● **Task directions**
Go through the records below and count every line containing "green". Reply with the count alone.
Working data Start Marker
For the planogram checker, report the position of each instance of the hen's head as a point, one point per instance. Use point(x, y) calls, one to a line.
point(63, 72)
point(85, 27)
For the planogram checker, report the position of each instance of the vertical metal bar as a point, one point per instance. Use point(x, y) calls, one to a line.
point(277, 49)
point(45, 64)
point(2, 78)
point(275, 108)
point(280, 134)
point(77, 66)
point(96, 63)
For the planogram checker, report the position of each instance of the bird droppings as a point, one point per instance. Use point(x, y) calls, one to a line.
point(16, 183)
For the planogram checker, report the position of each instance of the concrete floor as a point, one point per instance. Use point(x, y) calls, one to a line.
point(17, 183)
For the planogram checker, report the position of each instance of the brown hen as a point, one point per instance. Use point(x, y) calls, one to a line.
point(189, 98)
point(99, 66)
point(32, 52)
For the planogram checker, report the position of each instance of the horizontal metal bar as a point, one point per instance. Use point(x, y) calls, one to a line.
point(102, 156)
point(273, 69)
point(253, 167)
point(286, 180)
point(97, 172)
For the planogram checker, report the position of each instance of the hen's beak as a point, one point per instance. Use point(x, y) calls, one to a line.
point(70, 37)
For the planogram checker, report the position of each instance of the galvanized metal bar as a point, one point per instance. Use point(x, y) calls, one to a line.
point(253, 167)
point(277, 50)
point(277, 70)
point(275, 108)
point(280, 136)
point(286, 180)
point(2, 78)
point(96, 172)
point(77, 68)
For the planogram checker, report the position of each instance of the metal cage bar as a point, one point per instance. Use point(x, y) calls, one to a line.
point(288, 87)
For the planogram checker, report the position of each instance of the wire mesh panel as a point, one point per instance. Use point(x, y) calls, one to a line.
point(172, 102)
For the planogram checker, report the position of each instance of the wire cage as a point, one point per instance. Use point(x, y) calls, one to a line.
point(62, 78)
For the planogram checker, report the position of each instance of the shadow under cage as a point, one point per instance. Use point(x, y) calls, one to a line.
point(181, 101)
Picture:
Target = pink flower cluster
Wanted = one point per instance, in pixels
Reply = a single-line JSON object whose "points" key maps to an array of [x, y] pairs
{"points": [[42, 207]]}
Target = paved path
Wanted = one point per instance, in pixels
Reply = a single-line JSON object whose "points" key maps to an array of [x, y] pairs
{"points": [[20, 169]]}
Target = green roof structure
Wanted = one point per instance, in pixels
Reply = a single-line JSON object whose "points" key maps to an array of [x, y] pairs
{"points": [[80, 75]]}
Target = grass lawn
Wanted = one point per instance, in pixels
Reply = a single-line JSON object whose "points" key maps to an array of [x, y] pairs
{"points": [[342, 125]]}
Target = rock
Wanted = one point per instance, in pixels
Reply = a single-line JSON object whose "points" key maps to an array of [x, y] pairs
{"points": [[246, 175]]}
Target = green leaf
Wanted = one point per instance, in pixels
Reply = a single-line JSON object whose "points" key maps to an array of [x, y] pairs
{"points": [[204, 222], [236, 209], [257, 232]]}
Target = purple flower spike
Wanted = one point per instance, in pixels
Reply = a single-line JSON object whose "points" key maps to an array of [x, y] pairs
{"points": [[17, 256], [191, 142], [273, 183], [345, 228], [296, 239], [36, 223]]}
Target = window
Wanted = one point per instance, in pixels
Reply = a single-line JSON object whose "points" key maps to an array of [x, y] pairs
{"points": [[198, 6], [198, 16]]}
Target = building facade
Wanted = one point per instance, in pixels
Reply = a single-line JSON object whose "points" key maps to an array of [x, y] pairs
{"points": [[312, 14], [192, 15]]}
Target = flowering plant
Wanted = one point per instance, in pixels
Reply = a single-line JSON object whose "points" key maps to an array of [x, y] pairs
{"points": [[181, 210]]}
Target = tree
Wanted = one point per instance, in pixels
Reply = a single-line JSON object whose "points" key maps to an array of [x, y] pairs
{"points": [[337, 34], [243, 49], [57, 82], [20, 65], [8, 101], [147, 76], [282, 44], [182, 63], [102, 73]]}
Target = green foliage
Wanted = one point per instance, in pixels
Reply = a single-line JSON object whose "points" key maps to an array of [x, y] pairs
Working data End Marker
● **Written response**
3